----- Source material -----

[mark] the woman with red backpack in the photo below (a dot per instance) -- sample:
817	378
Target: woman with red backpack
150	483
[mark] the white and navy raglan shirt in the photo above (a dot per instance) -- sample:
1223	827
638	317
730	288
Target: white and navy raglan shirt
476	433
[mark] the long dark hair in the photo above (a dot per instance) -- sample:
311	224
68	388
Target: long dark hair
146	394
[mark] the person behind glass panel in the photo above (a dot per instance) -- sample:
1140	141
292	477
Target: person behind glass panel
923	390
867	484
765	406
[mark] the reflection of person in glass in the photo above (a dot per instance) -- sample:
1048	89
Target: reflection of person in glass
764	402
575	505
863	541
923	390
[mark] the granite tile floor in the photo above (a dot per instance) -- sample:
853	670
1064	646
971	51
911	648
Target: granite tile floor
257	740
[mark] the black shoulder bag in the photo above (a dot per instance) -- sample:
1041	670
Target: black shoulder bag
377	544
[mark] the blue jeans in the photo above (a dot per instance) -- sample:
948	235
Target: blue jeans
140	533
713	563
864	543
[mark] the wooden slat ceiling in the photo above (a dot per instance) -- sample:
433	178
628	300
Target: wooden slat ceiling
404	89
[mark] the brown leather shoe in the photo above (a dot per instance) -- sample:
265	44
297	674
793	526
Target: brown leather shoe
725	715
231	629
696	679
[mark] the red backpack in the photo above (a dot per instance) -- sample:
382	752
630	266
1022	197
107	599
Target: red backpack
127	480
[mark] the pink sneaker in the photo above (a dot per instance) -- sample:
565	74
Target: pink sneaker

-----

Exercise prompt: A bare number is the expected answer: the tally of lines in the records above holding "sneaker".

Finished task: 2